TEXT PROVIDED ->
>>>

Localisation and re-industrialisation are two of the main policy goals South Africa must pursue to grow the economy and create jobs, and President Cyril Ramaphosa came out to bat for both at this year’s three-day Proudly South African Buy Local Summit & Expo.
But the panel discussions at the summit following Ramaphosa’s keynote speech would have had a sobering effect on the president’s mood, as many panelists reminded him of the state’s and the economy’s shortcomings.
This year’s meeting was crucial and had more urgent issues to discuss, given that it took place with the background of a global pandemic and a lockdown from which the economy is yet to recover. As a result, for the first time in its 20-year history, the president addressed the summit virtually.
One of the main questions dogging the deliberations was how South Africa can increase local production and boost exports, during a period when global trade and exports are on the decline.
“Given the global economic climate, we can anticipate decreased demand for our goods, products and services even from our traditional export markets,” Ramaphosa warned.
Creating local demand for the country’s manufactured goods would be a good way to offset a decline of exports, hence the importance of the Buy Local campaign, the president told his audience.
“It is not enough to preach the ‘buy local’ message. We need to practice it. As government, as state-owned enterprises, as businesses, as individuals and as leaders, we need to set an example.”

<<<

TASK DETAILS ->
Could you reproduce, word for word, the part of the Buy Local summit article that begins at the words "But the panel" and stops after "on the decline."? The entries after this point have nothing to do with the Buy Local summit article.

DATASET ->
>>>

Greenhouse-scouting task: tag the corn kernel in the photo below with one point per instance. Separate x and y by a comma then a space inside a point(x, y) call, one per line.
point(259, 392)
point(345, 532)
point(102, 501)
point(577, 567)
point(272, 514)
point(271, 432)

<<<

ANSWER FOR THIS EXERCISE ->
But the panel discussions at the summit following Ramaphosa’s keynote speech would have had a sobering effect on the president’s mood, as many panelists reminded him of the state’s and the economy’s shortcomings.
This year’s meeting was crucial and had more urgent issues to discuss, given that it took place with the background of a global pandemic and a lockdown from which the economy is yet to recover. As a result, for the first time in its 20-year history, the president addressed the summit virtually.
One of the main questions dogging the deliberations was how South Africa can increase local production and boost exports, during a period when global trade and exports are on the decline.